:: RECORDS FOR PROCESSING

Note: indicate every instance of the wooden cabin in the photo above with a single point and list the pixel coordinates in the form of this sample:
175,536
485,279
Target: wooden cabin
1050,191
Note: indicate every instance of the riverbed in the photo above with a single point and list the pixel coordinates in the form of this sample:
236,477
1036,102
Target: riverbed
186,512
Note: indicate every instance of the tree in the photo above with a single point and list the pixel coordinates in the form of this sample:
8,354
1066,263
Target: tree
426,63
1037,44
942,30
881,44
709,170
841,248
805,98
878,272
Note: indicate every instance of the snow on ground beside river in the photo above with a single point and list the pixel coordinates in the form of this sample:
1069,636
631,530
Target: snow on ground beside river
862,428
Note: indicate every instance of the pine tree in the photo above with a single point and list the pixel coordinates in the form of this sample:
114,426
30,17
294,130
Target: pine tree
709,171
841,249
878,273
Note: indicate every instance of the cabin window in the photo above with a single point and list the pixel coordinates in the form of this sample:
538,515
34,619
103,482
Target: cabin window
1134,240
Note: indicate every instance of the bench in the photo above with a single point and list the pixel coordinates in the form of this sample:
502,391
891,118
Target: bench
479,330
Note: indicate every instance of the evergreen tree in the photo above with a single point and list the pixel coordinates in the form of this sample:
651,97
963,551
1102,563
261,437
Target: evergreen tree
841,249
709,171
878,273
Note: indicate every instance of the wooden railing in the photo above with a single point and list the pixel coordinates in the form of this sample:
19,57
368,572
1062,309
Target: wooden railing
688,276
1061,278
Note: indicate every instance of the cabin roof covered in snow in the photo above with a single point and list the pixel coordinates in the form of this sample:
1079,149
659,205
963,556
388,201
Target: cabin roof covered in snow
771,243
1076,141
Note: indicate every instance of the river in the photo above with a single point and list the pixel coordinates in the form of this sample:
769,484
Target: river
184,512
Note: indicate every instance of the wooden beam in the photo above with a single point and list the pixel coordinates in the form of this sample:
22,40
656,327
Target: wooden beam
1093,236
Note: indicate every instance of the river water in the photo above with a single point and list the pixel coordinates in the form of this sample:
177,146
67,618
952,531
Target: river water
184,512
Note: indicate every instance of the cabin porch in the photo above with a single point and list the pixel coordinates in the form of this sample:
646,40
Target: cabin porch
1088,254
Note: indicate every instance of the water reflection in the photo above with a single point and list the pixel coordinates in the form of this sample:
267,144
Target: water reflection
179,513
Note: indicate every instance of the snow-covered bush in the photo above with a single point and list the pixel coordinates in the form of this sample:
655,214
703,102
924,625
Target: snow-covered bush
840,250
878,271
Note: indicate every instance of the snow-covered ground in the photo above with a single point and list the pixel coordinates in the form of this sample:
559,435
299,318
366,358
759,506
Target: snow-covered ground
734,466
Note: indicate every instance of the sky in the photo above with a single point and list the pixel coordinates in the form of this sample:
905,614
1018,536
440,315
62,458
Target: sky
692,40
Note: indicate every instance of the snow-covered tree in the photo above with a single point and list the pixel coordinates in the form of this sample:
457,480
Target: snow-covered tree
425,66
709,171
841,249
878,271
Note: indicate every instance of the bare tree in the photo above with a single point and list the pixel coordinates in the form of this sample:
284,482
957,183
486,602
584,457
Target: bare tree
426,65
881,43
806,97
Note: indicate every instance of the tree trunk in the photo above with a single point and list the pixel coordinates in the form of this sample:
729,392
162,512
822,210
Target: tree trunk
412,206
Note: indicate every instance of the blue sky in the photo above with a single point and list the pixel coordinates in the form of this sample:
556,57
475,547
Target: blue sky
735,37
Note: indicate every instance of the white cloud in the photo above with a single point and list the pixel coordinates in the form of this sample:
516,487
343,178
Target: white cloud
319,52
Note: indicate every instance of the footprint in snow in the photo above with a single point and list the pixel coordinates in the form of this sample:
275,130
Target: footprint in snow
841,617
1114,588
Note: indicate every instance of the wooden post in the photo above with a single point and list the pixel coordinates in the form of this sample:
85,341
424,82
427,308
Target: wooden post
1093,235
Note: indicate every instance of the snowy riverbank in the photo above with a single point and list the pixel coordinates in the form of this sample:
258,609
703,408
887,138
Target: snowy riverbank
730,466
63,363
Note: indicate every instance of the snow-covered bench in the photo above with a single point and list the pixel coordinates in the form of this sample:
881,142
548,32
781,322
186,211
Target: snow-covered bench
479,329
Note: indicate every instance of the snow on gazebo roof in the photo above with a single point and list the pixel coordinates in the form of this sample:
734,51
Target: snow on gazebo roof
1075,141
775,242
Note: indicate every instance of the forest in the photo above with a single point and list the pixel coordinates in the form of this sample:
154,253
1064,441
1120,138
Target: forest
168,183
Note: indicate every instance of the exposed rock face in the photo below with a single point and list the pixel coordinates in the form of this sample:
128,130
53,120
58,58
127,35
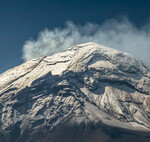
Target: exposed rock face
86,84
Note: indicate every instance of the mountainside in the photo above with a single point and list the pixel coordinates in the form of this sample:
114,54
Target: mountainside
87,93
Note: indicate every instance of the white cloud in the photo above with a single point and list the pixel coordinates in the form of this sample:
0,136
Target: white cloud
118,34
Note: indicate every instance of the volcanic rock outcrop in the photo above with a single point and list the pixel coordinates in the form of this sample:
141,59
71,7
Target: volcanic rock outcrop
87,93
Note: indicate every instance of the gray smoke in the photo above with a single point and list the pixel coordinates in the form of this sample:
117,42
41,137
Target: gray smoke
118,34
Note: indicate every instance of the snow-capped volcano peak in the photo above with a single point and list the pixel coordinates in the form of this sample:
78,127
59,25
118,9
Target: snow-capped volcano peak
86,83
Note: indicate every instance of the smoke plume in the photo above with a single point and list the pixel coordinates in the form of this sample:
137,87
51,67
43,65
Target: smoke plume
119,34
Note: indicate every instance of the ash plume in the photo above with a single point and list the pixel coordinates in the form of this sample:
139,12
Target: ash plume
119,34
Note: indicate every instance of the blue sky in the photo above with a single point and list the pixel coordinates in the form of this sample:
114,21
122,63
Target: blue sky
21,20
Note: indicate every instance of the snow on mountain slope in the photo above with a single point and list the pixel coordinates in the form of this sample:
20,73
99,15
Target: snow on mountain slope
86,83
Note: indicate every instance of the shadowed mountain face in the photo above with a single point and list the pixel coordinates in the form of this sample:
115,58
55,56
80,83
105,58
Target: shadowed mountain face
88,93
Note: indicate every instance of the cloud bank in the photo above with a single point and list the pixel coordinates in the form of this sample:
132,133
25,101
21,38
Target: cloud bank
119,34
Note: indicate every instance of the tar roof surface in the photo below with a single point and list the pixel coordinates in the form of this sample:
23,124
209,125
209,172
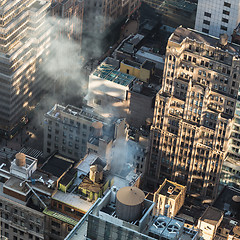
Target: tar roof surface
176,189
211,215
108,72
181,33
56,166
225,199
130,196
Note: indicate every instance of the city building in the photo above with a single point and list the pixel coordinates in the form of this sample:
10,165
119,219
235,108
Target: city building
24,44
236,35
21,183
175,13
194,112
230,174
71,12
217,17
138,147
103,13
71,131
114,91
209,222
169,198
126,214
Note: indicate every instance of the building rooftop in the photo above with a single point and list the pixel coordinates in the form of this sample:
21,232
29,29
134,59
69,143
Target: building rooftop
212,216
60,216
72,200
86,112
170,189
148,65
181,33
132,63
144,52
57,165
225,202
109,72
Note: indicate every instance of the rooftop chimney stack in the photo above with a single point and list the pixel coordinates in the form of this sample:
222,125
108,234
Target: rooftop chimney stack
97,129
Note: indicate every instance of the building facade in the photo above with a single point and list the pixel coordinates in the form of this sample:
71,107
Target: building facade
169,198
230,174
73,132
194,112
104,12
72,12
24,40
217,16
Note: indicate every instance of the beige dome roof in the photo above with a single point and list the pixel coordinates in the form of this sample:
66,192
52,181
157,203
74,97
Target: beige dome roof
97,125
130,196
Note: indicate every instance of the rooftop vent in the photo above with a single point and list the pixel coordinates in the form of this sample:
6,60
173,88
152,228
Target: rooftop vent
170,190
223,40
20,159
97,129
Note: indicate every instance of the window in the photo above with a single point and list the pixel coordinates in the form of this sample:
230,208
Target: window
226,12
205,30
206,14
56,224
225,20
223,28
227,4
206,22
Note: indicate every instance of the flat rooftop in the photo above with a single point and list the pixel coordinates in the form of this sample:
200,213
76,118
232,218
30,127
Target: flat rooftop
57,165
72,200
85,112
225,202
110,73
212,216
181,33
60,216
170,189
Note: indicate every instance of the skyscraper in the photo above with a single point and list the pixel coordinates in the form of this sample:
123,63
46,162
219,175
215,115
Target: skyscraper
194,111
216,17
23,39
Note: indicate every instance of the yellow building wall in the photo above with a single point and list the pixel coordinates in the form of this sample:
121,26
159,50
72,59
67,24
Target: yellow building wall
132,70
144,75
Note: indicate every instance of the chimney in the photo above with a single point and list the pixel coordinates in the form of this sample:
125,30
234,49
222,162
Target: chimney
170,190
223,40
97,129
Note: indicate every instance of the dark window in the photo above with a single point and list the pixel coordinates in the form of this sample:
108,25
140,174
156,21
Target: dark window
206,22
56,224
227,4
223,28
206,14
226,12
205,30
225,20
67,209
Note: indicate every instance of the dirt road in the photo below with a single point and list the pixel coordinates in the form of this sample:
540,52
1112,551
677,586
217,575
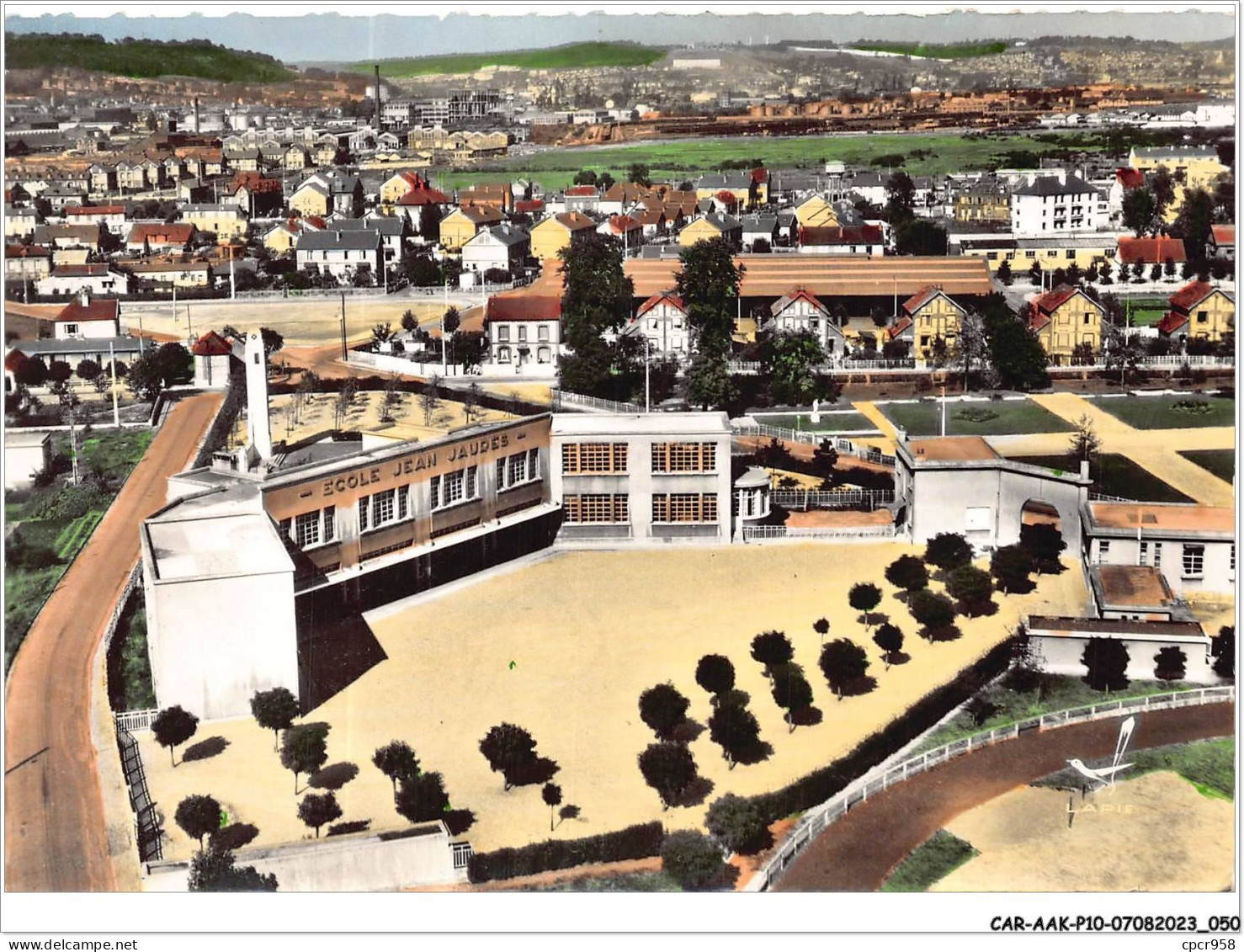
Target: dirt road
859,851
55,834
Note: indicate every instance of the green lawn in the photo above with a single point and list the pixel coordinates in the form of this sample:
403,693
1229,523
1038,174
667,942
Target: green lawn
1115,475
963,419
572,56
1220,462
1165,413
934,859
830,422
677,159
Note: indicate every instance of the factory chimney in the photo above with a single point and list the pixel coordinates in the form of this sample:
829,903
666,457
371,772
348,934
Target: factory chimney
258,422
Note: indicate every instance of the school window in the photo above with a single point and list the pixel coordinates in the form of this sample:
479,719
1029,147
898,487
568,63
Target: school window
1193,561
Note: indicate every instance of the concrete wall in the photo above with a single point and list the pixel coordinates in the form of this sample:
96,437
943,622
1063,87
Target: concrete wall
338,864
213,668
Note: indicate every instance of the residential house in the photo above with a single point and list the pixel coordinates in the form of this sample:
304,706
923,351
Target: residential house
662,322
1064,319
465,223
710,226
340,253
158,237
557,231
1199,310
502,247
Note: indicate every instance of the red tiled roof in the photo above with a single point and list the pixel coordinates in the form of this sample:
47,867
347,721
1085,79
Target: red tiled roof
1191,295
1151,250
1172,322
210,345
101,310
674,300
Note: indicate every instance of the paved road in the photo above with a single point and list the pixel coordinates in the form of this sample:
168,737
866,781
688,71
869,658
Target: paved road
859,853
55,832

::::

SHORT TASK | Rewrite every line of the data between the line holding "Note: indicate every instance of the red" and the end of the data, inclusive. Shift each point coordinate listed after a "Target:" line by adding 135 to both of its numbers, and leave all other lines unchanged.

SOLUTION FOR THIS EXERCISE |
Note: indicate every instance of the red tiled roof in the photo above with a single point and list the pixel coordinates in the form of this sample:
47,867
347,721
1085,79
Target: red tiled roof
1326,430
1286,385
1307,457
345,480
236,445
809,435
Note: indicate every instance of the paved road in the photo above with a single point and list the pixel coordinates in the form of this sample:
168,737
866,781
688,71
869,658
Target: paved road
994,988
190,967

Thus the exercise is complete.